■ TASK BRIEF:
Beginning with the line where "Guideline: one marker per instance of the sponsor" appears, restate the lines word for word through the last one in the listing.

--- begin ---

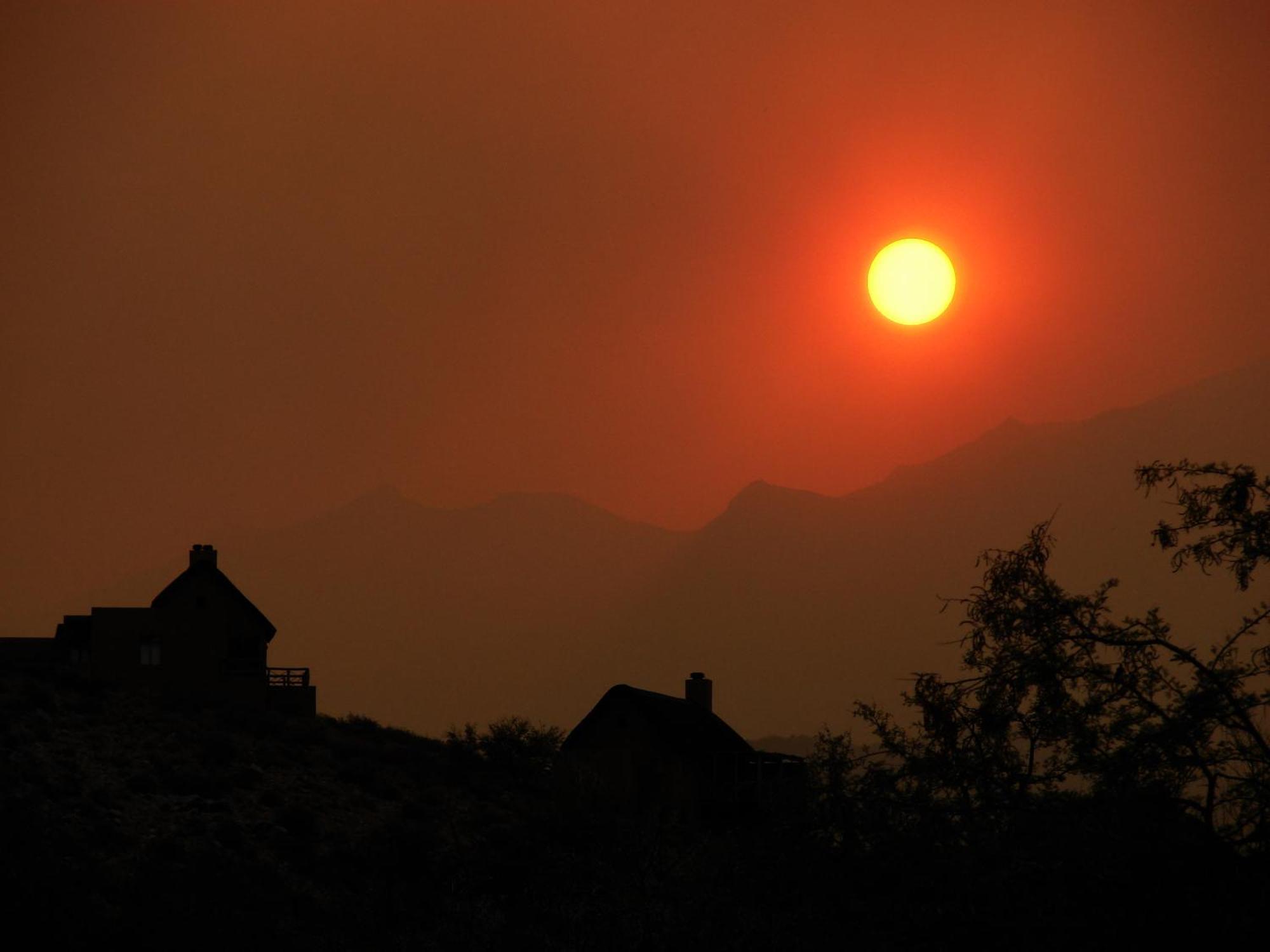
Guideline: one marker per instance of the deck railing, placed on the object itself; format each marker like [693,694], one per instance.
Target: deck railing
[289,677]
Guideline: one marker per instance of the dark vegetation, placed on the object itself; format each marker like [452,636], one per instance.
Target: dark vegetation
[1088,779]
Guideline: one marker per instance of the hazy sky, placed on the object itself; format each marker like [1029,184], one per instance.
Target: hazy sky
[260,258]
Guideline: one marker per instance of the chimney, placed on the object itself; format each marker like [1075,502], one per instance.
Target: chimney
[698,690]
[203,555]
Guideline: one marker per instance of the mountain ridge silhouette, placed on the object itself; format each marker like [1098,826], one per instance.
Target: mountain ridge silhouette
[794,602]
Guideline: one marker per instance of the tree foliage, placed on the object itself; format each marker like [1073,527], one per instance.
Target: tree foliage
[1060,699]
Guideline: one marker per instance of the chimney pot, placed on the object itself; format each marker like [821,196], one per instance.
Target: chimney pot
[699,690]
[203,555]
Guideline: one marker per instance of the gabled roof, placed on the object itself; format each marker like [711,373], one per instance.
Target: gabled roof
[679,724]
[208,573]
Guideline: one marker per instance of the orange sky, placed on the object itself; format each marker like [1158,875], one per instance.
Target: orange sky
[260,258]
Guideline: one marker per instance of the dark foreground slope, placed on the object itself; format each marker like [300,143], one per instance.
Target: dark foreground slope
[128,824]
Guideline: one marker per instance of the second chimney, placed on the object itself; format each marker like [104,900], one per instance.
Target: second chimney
[699,690]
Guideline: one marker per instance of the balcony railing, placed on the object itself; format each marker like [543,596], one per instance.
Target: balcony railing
[289,677]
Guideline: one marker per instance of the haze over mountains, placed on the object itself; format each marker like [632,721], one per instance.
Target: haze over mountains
[796,604]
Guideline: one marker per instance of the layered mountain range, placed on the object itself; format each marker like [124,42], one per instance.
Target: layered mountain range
[796,604]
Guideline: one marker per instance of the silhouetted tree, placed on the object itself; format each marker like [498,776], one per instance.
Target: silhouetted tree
[512,743]
[1060,699]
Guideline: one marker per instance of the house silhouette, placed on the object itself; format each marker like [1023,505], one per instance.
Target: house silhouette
[200,638]
[670,757]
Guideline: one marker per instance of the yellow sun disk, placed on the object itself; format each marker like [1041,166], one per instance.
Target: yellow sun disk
[911,281]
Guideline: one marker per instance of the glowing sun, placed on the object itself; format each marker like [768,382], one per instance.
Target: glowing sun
[911,281]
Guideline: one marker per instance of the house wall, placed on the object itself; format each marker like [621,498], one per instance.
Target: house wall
[194,631]
[622,761]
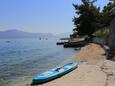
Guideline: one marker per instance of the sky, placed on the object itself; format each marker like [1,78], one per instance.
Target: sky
[47,16]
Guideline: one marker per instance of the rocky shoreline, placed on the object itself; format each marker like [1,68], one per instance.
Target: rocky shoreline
[94,70]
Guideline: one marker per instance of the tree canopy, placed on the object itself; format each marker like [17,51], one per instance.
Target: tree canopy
[89,17]
[86,22]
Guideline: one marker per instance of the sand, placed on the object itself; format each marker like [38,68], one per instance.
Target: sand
[94,70]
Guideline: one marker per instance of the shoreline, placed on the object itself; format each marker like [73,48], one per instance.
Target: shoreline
[94,70]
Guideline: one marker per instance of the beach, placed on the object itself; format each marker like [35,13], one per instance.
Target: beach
[94,70]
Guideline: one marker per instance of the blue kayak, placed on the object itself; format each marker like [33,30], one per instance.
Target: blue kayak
[54,73]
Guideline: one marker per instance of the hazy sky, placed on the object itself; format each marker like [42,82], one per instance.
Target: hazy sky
[53,16]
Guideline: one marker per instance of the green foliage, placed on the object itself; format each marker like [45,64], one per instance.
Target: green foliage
[87,21]
[106,16]
[103,33]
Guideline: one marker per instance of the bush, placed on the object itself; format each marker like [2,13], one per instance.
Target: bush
[103,33]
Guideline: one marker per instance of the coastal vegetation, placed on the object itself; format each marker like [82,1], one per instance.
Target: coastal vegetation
[91,20]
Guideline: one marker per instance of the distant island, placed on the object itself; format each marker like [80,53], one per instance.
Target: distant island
[22,34]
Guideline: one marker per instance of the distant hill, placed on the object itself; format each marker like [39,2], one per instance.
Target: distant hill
[22,34]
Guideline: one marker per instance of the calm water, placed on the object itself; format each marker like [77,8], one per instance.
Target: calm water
[28,57]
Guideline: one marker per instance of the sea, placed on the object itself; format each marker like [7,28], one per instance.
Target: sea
[21,59]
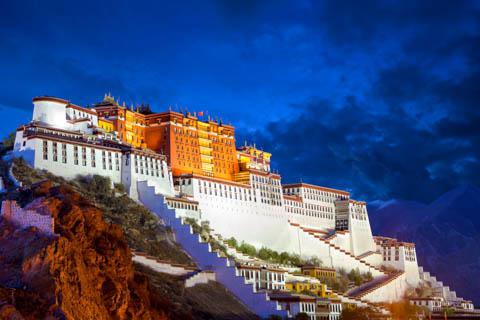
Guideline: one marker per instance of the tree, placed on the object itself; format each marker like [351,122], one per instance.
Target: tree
[302,316]
[314,260]
[232,242]
[403,310]
[247,249]
[355,277]
[352,313]
[9,141]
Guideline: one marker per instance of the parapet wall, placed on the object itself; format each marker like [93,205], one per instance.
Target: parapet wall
[22,218]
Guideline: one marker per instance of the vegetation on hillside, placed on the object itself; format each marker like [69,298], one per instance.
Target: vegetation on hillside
[270,255]
[141,227]
[198,302]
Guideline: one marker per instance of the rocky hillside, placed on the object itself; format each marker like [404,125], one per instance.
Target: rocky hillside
[446,233]
[85,272]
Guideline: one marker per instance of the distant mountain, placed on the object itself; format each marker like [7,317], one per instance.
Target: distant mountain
[446,232]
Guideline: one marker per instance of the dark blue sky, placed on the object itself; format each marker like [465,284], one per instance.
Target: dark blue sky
[380,98]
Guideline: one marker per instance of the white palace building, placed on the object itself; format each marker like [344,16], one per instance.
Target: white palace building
[197,169]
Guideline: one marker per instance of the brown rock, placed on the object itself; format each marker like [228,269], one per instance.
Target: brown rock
[84,273]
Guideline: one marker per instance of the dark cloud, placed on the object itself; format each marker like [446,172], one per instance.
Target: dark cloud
[375,96]
[377,156]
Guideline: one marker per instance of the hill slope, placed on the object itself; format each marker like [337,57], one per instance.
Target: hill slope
[447,234]
[84,273]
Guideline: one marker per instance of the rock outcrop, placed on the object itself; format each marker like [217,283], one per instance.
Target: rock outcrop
[84,272]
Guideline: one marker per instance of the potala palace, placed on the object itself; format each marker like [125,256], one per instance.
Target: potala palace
[184,165]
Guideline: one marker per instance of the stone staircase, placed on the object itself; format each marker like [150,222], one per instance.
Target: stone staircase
[200,278]
[360,302]
[206,259]
[163,266]
[439,289]
[354,262]
[367,288]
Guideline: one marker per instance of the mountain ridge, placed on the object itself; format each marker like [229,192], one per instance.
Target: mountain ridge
[445,233]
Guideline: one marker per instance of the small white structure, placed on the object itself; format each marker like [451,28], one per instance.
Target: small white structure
[328,309]
[263,277]
[399,255]
[296,303]
[431,303]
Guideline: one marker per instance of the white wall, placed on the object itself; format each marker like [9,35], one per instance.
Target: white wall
[50,112]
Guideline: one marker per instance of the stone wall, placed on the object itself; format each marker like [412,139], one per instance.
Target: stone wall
[24,218]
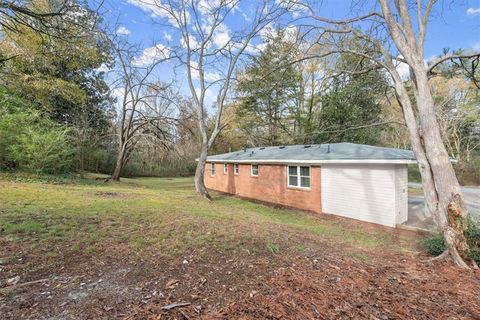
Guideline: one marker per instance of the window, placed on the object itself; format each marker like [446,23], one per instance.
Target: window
[212,168]
[254,170]
[299,176]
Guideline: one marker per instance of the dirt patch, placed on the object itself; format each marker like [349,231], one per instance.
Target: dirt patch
[110,194]
[323,282]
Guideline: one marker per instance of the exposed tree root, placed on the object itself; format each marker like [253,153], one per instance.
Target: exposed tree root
[441,257]
[457,259]
[453,253]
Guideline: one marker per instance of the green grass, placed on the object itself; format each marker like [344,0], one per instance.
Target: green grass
[160,214]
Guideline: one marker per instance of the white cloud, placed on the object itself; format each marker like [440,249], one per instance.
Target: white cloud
[212,76]
[209,76]
[296,7]
[473,11]
[103,68]
[476,46]
[210,96]
[221,38]
[167,36]
[123,31]
[154,7]
[151,55]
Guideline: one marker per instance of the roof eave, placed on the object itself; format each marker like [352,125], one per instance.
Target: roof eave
[313,162]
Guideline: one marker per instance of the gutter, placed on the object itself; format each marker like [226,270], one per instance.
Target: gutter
[313,162]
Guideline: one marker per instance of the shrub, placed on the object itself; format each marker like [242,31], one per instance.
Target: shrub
[473,239]
[43,151]
[434,245]
[30,142]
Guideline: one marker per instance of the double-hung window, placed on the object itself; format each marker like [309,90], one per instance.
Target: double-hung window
[254,171]
[299,176]
[212,168]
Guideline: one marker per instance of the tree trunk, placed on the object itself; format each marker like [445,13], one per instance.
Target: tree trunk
[450,198]
[429,191]
[200,172]
[119,164]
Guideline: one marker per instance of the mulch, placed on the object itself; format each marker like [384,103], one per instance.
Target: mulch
[323,282]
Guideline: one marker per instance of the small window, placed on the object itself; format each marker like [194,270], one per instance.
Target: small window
[212,168]
[299,176]
[254,170]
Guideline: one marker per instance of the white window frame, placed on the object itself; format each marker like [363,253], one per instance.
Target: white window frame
[299,177]
[251,170]
[236,168]
[212,168]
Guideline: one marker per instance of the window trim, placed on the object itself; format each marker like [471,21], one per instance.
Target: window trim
[299,176]
[212,169]
[251,170]
[236,169]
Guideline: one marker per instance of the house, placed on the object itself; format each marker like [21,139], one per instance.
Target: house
[351,180]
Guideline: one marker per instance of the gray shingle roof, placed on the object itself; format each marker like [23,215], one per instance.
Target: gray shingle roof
[318,153]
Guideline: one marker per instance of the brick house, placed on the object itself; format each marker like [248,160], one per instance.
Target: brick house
[352,180]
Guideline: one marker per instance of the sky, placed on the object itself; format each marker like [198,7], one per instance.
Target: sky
[454,25]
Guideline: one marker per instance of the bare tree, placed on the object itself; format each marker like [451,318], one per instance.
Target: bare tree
[138,111]
[396,38]
[210,52]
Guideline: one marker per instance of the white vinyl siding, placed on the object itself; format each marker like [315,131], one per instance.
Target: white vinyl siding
[360,191]
[401,193]
[254,170]
[299,177]
[212,168]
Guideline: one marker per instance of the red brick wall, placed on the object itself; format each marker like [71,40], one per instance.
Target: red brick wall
[269,186]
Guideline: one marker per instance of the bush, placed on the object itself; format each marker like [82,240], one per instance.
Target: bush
[473,239]
[30,142]
[435,245]
[468,173]
[43,151]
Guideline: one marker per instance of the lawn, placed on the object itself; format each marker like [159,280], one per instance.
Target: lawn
[81,248]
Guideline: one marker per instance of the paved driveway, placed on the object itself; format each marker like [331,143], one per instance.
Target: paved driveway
[416,205]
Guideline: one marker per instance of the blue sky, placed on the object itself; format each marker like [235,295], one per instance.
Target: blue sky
[453,25]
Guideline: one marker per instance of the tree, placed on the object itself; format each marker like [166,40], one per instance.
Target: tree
[139,111]
[350,106]
[59,75]
[393,28]
[209,53]
[269,100]
[16,15]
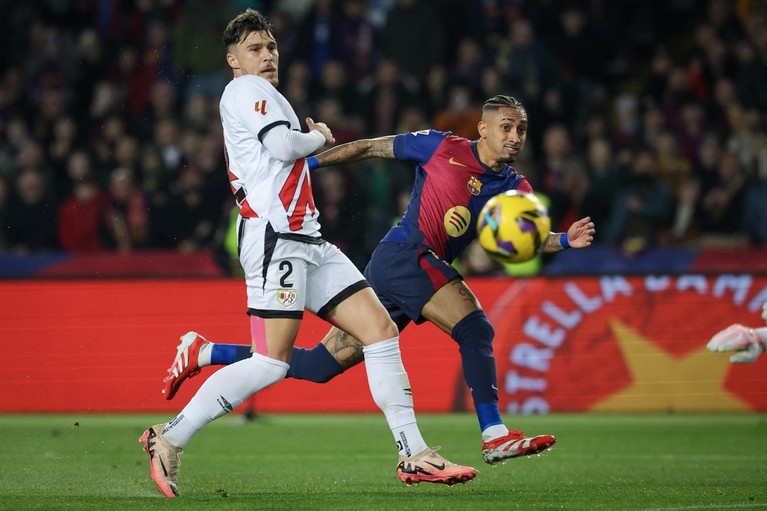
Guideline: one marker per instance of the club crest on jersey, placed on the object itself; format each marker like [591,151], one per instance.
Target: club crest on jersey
[456,221]
[474,185]
[287,297]
[261,107]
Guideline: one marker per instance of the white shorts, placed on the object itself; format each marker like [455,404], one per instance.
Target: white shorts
[285,276]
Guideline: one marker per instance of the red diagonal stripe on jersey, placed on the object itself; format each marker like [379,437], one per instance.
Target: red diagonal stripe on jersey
[304,200]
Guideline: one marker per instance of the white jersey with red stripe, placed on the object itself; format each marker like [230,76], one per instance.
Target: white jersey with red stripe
[265,187]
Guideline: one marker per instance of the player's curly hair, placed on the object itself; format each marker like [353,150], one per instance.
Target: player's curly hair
[246,22]
[501,101]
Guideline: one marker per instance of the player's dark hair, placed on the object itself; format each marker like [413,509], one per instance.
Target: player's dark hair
[246,22]
[501,101]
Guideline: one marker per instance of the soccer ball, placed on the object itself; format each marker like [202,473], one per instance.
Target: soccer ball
[512,226]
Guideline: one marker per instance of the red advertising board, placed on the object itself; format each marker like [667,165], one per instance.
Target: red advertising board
[562,344]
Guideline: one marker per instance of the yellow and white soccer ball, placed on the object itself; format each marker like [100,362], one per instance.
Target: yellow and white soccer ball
[512,226]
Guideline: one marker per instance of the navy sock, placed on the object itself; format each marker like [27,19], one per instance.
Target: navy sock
[225,354]
[474,335]
[315,364]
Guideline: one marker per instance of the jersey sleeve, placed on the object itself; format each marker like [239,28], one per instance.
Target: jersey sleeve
[418,145]
[259,108]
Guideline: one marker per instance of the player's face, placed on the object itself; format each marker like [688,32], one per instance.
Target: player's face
[255,55]
[505,132]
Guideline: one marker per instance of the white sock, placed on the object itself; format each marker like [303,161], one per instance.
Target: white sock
[224,391]
[390,388]
[496,431]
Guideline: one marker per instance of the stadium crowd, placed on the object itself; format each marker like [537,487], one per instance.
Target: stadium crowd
[650,116]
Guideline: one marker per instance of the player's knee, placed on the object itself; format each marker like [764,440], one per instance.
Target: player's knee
[474,332]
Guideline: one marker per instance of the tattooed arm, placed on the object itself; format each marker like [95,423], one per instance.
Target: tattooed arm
[382,147]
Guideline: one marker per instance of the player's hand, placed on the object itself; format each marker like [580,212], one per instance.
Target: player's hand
[740,339]
[322,128]
[581,233]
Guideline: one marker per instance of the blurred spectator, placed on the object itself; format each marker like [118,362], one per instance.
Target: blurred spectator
[462,113]
[356,37]
[723,200]
[127,216]
[79,225]
[6,198]
[188,220]
[199,59]
[642,208]
[602,174]
[564,179]
[674,168]
[334,83]
[434,90]
[383,97]
[32,215]
[413,37]
[528,67]
[85,89]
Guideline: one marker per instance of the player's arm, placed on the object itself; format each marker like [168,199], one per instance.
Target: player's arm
[288,145]
[579,235]
[381,147]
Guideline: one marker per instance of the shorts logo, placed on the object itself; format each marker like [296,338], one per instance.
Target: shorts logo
[474,185]
[287,297]
[456,221]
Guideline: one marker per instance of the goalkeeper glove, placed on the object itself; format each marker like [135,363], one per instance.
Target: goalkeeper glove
[747,343]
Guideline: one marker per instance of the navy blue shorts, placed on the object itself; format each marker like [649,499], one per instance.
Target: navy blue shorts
[405,276]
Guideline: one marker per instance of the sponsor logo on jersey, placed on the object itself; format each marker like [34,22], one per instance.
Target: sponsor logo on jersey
[287,297]
[456,221]
[474,185]
[261,107]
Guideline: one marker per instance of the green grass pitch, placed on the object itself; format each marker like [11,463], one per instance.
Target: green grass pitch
[347,462]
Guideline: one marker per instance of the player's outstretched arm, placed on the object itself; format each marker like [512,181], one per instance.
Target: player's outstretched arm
[746,343]
[579,235]
[381,147]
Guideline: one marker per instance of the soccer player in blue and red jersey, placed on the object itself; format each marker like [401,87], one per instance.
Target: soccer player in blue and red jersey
[411,269]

--- end ---

■ TASK ANSWER:
Guideline: one marker per instance of the sponsor logo on jersey, placed on the object itself; format each marker like [34,22], one per instance.
Target: sponsor logo on jersey
[287,297]
[456,221]
[474,185]
[261,107]
Guideline: one marker per instance of the green grass pitch, placed on the object itself; format each marker like [11,463], one per instance.
Target: green grass pitch
[347,462]
Guideline: one marker per instance of the player's outstretched arm, placed on the object itself; format each marker like [512,181], one per instance.
Target: player's outstretched arm
[746,343]
[579,235]
[381,147]
Guideline: one marker per instance of the soccer player in blue and red jersey, placed on the object itself; format each marker like [401,87], one per instance.
Target: soccer player in blue and red jersey
[411,269]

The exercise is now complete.